begin AVAILABLE RECORDS
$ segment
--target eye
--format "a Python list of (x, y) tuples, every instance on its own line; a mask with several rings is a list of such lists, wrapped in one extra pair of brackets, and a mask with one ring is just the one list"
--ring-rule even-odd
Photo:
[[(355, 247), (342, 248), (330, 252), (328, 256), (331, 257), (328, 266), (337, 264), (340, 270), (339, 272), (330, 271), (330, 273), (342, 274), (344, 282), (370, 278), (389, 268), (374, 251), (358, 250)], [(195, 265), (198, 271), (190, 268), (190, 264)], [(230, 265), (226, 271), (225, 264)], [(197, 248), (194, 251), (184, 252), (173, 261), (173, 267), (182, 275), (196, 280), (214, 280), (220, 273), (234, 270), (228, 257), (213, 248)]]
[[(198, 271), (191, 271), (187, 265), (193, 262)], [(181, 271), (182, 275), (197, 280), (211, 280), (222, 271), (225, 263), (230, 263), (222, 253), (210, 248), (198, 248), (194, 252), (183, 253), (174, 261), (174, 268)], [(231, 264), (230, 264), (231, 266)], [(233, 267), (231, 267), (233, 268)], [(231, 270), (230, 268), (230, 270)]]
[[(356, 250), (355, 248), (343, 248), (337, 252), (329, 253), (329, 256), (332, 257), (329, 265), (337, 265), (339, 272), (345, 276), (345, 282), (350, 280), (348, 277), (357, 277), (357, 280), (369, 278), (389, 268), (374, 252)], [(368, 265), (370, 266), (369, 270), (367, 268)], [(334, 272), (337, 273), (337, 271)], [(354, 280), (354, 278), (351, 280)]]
end AVAILABLE RECORDS
**REQUIRED WORK:**
Scale all of the data above by 0.8. Write out every line again, requests included, and multiply each coordinate in the answers by 0.8, rounding to whole numbers with halves going up.

**RESPONSE TO THE TASK:**
$ segment
--target eye
--format "a Python list of (x, y) tuples, every instance on its own line; a mask with several rings is a list of such lists, wrapped in one extra pair of brackets, and a mask with one ring is just the one list"
--ring-rule even-odd
Photo:
[[(284, 198), (274, 198), (264, 202), (262, 205), (265, 206), (262, 213), (270, 211), (272, 216), (271, 218), (264, 217), (264, 218), (274, 219), (275, 226), (296, 222), (311, 214), (299, 201), (286, 200)], [(156, 212), (158, 217), (152, 214), (152, 211)], [(184, 212), (181, 217), (180, 211)], [(158, 198), (155, 201), (147, 202), (138, 209), (138, 214), (146, 220), (157, 224), (171, 224), (176, 218), (187, 216), (182, 206), (170, 198)]]
[[(158, 217), (153, 217), (150, 212), (154, 210)], [(145, 217), (146, 220), (158, 224), (169, 224), (178, 217), (180, 210), (184, 210), (178, 202), (168, 198), (158, 198), (155, 202), (146, 202), (139, 209), (139, 214)], [(185, 211), (184, 211), (185, 213)], [(186, 214), (185, 214), (186, 214)], [(185, 216), (184, 214), (184, 216)]]
[[(285, 200), (284, 198), (274, 198), (270, 202), (263, 202), (263, 205), (266, 206), (263, 212), (270, 212), (271, 218), (276, 221), (276, 226), (280, 224), (278, 222), (286, 222), (286, 224), (295, 222), (311, 214), (299, 202)], [(294, 212), (296, 213), (295, 216), (294, 214)], [(267, 218), (270, 218), (270, 217)], [(283, 224), (283, 222), (281, 224)]]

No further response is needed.